• [ASSIGNED TASK]:
Repeat the lines of the data exactly, from the first one through the one that contains "Target: red football sock".

Region pointing data:
——————————

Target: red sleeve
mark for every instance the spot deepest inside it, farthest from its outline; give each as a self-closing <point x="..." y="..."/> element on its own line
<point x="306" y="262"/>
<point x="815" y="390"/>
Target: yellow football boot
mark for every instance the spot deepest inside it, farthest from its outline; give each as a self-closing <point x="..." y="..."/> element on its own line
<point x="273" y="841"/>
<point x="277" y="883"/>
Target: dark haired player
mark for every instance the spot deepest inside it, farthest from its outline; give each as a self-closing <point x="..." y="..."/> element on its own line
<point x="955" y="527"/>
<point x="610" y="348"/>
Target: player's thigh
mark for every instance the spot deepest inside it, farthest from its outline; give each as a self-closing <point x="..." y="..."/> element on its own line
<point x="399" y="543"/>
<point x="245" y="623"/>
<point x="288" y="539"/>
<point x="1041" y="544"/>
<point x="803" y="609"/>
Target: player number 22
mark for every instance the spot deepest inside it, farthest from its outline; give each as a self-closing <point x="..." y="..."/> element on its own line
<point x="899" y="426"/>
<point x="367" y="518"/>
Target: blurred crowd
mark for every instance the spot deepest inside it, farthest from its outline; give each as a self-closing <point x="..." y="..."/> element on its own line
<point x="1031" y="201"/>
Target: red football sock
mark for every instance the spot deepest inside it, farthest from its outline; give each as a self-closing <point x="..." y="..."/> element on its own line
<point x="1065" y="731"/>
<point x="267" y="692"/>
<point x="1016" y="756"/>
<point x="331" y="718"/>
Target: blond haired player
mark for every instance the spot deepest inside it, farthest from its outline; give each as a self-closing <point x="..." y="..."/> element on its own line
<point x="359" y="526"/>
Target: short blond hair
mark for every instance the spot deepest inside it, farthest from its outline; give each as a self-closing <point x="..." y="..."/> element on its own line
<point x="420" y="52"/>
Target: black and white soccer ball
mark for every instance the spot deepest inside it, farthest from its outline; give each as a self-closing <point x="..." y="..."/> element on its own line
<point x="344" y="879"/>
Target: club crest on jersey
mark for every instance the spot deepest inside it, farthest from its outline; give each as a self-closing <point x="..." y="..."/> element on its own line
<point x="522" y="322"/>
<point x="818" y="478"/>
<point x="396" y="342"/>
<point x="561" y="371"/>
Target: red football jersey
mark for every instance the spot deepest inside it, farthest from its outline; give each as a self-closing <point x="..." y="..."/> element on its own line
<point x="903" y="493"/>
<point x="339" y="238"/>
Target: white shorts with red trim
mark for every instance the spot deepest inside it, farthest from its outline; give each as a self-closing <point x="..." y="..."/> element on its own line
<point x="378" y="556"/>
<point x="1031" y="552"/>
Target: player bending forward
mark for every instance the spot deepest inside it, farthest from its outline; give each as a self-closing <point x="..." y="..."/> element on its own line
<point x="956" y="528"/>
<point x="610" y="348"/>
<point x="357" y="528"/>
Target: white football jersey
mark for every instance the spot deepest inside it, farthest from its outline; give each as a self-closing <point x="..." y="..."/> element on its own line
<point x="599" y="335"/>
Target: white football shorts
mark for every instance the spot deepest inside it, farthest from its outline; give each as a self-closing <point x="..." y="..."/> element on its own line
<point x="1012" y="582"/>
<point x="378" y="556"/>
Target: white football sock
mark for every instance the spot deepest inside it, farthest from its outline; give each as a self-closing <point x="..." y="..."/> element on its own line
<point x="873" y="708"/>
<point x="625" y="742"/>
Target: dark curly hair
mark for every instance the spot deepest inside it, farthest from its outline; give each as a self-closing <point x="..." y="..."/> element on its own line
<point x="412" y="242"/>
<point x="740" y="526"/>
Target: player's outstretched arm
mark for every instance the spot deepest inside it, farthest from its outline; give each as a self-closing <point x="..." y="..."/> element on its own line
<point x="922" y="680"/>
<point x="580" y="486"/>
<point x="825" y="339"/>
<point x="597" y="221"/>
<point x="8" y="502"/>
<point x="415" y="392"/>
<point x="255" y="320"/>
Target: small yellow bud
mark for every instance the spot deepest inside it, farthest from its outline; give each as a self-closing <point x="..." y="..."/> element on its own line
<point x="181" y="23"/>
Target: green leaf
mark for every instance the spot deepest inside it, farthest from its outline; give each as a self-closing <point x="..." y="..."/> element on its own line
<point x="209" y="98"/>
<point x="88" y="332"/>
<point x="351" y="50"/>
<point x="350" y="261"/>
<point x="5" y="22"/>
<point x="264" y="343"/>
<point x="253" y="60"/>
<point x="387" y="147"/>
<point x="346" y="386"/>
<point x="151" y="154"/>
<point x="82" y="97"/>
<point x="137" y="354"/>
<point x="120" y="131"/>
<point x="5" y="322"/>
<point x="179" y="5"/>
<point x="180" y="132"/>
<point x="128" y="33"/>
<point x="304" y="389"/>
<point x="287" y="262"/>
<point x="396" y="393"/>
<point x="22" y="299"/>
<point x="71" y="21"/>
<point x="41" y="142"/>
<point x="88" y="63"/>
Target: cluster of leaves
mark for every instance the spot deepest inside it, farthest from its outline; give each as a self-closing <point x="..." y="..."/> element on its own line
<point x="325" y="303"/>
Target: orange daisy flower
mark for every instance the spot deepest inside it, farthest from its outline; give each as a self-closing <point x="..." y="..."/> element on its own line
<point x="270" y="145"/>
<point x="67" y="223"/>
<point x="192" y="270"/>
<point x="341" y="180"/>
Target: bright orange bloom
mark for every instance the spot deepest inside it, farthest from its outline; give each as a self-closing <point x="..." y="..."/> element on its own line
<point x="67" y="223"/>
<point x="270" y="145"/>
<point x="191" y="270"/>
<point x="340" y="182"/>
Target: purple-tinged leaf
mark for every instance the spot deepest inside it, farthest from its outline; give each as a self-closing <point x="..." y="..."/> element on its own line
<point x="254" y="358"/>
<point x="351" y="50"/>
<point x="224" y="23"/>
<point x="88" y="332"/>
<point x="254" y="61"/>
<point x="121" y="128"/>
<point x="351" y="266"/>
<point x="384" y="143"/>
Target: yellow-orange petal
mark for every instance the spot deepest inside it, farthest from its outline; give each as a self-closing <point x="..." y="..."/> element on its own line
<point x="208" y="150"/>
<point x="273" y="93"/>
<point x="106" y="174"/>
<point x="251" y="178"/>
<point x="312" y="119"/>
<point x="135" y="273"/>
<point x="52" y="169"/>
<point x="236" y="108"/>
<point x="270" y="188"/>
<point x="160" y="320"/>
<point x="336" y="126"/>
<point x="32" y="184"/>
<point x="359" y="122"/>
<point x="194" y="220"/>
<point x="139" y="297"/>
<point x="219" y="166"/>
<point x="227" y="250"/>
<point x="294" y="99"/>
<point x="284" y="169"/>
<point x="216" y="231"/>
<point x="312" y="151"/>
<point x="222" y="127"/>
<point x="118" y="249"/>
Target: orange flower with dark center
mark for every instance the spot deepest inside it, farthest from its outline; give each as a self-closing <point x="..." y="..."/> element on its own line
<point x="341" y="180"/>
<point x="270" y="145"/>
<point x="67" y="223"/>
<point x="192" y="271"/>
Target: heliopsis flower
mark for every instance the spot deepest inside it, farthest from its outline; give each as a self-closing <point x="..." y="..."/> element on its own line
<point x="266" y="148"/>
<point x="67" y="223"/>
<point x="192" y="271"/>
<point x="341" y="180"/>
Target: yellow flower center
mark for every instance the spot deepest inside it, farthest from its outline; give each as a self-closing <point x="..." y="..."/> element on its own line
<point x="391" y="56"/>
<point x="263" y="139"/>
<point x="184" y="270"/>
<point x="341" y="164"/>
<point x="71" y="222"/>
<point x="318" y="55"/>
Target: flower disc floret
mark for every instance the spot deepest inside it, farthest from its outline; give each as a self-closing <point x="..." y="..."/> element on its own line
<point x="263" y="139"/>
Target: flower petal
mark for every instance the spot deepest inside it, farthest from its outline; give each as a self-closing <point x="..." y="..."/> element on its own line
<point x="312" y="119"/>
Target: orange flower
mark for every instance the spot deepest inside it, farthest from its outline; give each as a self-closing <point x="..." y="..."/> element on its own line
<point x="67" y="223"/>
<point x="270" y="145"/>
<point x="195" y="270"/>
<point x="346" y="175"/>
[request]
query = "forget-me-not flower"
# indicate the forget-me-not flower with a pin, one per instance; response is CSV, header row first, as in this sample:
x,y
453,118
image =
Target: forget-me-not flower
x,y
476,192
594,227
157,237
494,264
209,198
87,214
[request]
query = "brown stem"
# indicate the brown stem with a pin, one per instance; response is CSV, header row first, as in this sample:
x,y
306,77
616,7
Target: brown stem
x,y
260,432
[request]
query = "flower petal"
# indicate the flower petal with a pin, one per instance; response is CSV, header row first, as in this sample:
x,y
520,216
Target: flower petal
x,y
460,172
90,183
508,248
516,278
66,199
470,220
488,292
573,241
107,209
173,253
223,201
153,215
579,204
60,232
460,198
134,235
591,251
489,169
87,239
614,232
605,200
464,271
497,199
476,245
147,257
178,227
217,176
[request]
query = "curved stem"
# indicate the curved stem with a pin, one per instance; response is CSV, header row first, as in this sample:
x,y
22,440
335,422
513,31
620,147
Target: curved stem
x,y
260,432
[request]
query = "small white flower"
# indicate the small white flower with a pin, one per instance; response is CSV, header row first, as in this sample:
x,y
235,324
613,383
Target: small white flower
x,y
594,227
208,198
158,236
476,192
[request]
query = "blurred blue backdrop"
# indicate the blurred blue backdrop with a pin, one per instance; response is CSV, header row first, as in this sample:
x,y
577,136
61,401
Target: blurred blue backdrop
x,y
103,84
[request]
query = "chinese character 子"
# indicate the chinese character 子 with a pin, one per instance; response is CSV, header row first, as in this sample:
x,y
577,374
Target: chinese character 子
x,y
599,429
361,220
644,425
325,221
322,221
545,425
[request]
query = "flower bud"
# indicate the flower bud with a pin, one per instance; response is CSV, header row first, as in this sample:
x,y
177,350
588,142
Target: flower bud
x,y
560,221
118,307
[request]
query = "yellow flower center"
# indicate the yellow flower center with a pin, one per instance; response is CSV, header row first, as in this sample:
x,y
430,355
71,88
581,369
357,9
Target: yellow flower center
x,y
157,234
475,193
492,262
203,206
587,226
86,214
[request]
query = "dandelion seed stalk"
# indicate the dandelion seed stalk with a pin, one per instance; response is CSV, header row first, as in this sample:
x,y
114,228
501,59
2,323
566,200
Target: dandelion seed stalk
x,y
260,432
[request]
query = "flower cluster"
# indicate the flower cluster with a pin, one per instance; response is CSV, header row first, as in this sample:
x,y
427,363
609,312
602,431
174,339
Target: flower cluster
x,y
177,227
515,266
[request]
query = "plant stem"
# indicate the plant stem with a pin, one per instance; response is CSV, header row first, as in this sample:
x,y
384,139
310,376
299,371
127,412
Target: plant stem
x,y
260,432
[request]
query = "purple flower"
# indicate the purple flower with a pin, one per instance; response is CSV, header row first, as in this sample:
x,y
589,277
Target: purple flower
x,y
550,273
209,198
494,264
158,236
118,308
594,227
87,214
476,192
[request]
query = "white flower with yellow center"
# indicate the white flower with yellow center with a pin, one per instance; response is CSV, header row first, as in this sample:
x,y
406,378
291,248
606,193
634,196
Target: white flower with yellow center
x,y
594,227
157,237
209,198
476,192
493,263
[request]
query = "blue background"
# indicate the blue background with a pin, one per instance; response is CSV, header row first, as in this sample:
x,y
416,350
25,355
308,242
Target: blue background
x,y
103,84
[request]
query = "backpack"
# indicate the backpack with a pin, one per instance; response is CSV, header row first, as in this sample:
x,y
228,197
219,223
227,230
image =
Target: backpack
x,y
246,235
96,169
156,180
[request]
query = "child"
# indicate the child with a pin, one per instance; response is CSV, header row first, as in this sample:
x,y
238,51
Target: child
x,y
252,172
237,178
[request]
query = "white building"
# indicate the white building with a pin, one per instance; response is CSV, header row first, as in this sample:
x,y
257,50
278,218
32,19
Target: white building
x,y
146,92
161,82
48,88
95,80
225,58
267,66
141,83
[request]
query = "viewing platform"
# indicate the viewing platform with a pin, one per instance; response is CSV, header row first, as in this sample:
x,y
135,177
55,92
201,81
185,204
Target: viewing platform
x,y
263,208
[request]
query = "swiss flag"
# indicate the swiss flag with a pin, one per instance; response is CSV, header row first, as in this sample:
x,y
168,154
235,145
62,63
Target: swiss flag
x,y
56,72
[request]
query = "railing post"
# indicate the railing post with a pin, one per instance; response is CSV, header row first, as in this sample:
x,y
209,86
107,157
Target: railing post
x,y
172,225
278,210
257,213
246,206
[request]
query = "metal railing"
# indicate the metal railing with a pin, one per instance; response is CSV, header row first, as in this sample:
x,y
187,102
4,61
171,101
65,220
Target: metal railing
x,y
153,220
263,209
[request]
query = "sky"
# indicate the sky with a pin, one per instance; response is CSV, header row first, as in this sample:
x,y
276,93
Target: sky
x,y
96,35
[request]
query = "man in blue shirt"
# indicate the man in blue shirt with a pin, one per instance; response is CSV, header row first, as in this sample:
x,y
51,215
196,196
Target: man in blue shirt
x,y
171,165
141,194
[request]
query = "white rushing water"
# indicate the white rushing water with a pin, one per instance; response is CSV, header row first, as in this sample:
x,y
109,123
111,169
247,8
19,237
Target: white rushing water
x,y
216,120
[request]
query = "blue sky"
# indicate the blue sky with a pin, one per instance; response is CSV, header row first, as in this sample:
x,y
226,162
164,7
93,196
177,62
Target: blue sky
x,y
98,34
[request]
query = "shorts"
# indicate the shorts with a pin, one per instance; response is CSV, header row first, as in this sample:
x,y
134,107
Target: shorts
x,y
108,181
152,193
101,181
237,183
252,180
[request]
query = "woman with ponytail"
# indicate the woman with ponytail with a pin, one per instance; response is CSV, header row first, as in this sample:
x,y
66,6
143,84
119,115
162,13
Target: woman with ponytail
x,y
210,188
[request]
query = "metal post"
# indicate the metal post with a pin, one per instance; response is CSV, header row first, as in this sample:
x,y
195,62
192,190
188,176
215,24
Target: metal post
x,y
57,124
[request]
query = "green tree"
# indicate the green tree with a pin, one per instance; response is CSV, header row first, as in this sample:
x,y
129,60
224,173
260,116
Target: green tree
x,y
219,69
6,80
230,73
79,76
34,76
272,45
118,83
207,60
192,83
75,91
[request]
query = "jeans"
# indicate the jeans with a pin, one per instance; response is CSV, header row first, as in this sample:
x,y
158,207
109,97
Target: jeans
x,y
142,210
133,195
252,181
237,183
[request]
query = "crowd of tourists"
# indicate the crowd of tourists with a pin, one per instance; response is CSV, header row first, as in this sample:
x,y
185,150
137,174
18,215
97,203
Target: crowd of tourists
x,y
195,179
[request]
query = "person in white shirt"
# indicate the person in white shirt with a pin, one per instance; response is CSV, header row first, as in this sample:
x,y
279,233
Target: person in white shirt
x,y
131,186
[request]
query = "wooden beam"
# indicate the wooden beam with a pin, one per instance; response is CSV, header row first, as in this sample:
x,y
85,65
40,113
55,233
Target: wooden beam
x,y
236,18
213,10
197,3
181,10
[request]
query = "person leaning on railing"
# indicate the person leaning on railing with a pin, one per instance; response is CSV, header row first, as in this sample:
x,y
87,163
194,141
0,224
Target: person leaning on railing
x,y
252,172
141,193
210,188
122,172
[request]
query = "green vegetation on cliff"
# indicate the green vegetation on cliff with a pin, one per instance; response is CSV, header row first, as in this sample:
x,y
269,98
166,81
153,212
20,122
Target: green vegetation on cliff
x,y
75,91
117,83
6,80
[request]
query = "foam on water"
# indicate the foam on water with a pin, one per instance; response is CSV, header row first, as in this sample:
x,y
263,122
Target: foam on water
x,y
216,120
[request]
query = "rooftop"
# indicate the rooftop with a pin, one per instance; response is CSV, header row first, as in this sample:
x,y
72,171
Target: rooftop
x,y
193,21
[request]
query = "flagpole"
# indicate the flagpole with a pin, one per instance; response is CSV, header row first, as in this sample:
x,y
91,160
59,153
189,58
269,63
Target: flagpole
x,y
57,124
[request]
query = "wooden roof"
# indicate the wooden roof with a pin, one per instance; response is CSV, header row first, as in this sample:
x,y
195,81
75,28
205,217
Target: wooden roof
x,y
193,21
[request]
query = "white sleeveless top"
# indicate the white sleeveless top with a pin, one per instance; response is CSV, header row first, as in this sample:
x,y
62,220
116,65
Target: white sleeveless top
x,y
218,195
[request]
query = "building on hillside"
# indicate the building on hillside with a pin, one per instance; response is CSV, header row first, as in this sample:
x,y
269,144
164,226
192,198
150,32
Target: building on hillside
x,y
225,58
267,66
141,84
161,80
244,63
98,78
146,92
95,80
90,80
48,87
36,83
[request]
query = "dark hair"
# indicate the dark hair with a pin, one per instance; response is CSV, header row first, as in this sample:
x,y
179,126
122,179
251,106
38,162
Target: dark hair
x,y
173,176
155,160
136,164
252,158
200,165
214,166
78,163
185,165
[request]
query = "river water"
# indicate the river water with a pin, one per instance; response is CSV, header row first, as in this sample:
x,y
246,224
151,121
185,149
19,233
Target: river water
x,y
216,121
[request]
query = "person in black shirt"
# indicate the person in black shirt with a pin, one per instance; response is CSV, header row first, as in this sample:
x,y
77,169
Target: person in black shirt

——————————

• [YOUR RESPONSE]:
Target: red sleeve
mark for every instance the spot deepest inside it, farthest from its outline; give each as a self-closing <point x="..." y="..."/> element on its own line
<point x="306" y="262"/>
<point x="815" y="390"/>
Target: yellow football boot
mark for every instance the spot deepest inside it, farthest from its outline; give each as a self-closing <point x="..." y="..."/> element on its own line
<point x="273" y="841"/>
<point x="277" y="883"/>
Target: dark haired player
mark for every instance the spot deepest inside it, farthest from its outline; give each as a self-closing <point x="..." y="..."/> element on its own line
<point x="955" y="527"/>
<point x="610" y="348"/>
Target: player's thigh
mark for every instance the spot deepest inside it, farthest from its outline; give each as a self-closing <point x="..." y="..."/> element on its own line
<point x="399" y="543"/>
<point x="245" y="623"/>
<point x="288" y="539"/>
<point x="1041" y="544"/>
<point x="803" y="609"/>
Target: player number 22
mark for every instance the spot deepest inside it, farthest from its outline; give each as a self-closing <point x="..." y="..."/> element on its own line
<point x="899" y="426"/>
<point x="367" y="518"/>
Target: blurred crowd
mark for every instance the spot deepest inside it, farthest from its outline; give each as a self-closing <point x="..." y="..."/> element on its own line
<point x="1031" y="201"/>
Target: red football sock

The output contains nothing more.